This week’s question comes from Matt. Matt asks: Hi Carl, I'm a father of 2 daughters, (3 and 1) and naturally they take or impact a lot of my time. I've been trying to build a productivity system for a long time that works for me, as well as implementing a lot of the tips and routines suggested by you and others. However, everything I have found seems to rely on building a predictable routine for oneself, which is near impossible with children. Do you have any tips that will help me? 

Hi Matt, Thank you so much for this question. I am sure there are a lot of people experiencing this joyous, life-changing experience as well as the challenges that come along with it.

Having small children around is a huge demand on your time and disrupts the most organised of people. But let’s be honest here, raising children is likely to be the biggest responsibility and best experience you will ever have in your life and one you should enjoy, cherish and let it be where you do your best work not just professionally but as a parent. 

The first point is as you say, Matt, it is almost impossible to stick to any kind of plan when your kids wake up at different times each day and in all likelihood go off to sleep at different times too. So what can you do?

Well, the first thing to understand is if you are trying to stick to a routine at the same time each day you are only going to be fighting yourself. It is not going to happen with any consistency and ultimately you will fail. On that point no matter what you do your kids will win in the end. So rather than have a set time for morning routines, it would be better to start your morning routines when you wake up. Now that could be 4am or it could be 7am the key is you begin the day the same way. 

Now we all follow some kind of routine each day. When we wake up we make our coffee, we brush our teeth, shower etc. So whether you are consciously aware of it or not, you do still follow some kind of routine each day. With kids, you have added tasks. Breakfast needs preparing, kids need dressing etc. All these routines are things you just do because you have to do them. 

It can be useful to have a morning ‘have I done?’ checklist. What this means is you have a list of things you have to do in a morning - not wish to do things - wish to do things should never be on this list. This list is for things that you absolutely have to do and all it is doing is asking “have I done this?” 

This question—“have I done this?”—is a powerful question because rather than telling you to do something it is asking you whether you have done it and if you haven’t you can decide if you want to do it or not. It gives you a better sense of calm, when all around you may be chaos. I know this might sound simplistic, but it works. You should try it. It is far less commanding and gives you an option to decide. 

Now as an aside here, if you create this morning checklist on a little whiteboard in your kitchen you can involve your children in the process too. You can ask them the questions one by one and they can check off the tasks as you go through them. By starting them young you are installing habits that they will get a great deal of benefit from in later life. Now that’s a win-win for all of you.

.....

Problems to work on:
1 > In the column, how old are Matt's two daughters?
2 > Output everything in the column from "Well, the first" down to "the same way.".
The rows after this point are separate material with no connection to the column.

Saved data entries:
.....

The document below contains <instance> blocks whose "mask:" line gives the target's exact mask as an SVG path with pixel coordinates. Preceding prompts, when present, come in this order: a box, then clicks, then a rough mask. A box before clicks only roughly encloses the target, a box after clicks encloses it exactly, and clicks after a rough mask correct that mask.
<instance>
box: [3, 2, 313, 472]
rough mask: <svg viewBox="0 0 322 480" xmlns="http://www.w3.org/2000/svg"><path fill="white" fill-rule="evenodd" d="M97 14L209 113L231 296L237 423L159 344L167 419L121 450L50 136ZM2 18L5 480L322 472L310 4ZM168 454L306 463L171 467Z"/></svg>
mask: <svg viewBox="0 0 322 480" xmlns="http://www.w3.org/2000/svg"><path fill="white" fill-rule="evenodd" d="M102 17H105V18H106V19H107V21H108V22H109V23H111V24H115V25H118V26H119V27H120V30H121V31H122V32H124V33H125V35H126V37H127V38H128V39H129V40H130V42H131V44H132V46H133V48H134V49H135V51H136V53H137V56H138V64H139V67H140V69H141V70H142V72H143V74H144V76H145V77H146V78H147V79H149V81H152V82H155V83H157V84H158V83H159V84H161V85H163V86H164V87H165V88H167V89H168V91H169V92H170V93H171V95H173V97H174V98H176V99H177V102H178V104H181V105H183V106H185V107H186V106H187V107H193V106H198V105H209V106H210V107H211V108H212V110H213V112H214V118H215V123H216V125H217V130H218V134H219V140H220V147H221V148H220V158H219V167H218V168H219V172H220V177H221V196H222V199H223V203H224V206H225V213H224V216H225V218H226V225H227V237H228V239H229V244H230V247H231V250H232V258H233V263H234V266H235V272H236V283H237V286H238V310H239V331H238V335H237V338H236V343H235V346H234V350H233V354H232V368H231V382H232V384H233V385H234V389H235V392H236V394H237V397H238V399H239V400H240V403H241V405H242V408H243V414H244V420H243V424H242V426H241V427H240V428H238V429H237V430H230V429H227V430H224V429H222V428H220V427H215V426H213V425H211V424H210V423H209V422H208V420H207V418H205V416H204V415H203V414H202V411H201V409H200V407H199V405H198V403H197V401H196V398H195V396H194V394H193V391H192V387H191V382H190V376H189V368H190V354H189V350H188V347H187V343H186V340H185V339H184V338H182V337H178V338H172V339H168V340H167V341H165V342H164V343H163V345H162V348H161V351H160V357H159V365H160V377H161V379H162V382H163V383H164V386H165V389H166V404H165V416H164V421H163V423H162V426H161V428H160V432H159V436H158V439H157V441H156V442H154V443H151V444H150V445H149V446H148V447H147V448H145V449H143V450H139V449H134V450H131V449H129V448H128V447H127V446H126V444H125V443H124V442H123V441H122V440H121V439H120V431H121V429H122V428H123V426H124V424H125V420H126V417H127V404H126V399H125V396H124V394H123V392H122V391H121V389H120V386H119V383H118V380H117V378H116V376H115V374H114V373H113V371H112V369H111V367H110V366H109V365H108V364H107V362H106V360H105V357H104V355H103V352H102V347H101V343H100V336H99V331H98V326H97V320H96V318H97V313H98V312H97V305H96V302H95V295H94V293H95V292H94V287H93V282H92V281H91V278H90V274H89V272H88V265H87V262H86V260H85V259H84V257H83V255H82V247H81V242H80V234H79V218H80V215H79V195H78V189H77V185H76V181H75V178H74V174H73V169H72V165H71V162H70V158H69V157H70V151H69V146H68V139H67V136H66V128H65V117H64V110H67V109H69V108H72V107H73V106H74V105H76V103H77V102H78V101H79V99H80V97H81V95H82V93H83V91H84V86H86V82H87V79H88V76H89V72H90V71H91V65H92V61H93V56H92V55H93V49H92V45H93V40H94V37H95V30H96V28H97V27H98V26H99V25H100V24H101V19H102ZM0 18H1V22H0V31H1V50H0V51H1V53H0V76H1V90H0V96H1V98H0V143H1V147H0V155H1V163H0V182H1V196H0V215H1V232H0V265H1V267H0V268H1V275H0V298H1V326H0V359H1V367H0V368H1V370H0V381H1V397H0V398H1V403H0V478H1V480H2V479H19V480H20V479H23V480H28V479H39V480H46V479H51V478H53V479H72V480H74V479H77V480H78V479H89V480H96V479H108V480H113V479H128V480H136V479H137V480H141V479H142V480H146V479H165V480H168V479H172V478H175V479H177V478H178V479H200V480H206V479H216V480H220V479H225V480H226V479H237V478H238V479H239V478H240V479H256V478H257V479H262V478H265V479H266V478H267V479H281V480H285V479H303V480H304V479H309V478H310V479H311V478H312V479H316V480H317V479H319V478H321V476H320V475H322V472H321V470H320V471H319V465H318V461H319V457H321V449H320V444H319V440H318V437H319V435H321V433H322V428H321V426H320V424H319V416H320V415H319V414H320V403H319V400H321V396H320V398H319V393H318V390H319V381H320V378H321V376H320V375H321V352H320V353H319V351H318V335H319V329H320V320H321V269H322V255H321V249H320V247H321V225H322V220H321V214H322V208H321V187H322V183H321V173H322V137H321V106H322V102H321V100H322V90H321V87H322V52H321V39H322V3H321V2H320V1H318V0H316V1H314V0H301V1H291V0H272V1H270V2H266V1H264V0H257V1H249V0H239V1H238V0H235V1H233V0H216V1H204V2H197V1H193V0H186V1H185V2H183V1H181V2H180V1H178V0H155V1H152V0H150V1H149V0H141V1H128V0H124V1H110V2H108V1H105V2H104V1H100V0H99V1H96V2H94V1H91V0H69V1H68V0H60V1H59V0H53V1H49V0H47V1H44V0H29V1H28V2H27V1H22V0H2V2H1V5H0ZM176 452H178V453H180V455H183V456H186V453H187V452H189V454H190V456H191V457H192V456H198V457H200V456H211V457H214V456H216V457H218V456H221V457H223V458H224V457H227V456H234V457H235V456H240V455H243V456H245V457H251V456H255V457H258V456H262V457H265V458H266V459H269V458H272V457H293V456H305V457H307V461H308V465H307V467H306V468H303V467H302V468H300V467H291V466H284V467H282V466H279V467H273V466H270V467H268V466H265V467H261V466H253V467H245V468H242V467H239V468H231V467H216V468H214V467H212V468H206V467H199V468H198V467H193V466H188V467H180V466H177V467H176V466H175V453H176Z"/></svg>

.....

Responses in order:
1 > They are 3 and 1.

2 >
Well, the first thing to understand is if you are trying to stick to a routine at the same time each day you are only going to be fighting yourself. It is not going to happen with any consistency and ultimately you will fail. On that point no matter what you do your kids will win in the end. So rather than have a set time for morning routines, it would be better to start your morning routines when you wake up. Now that could be 4am or it could be 7am the key is you begin the day the same way.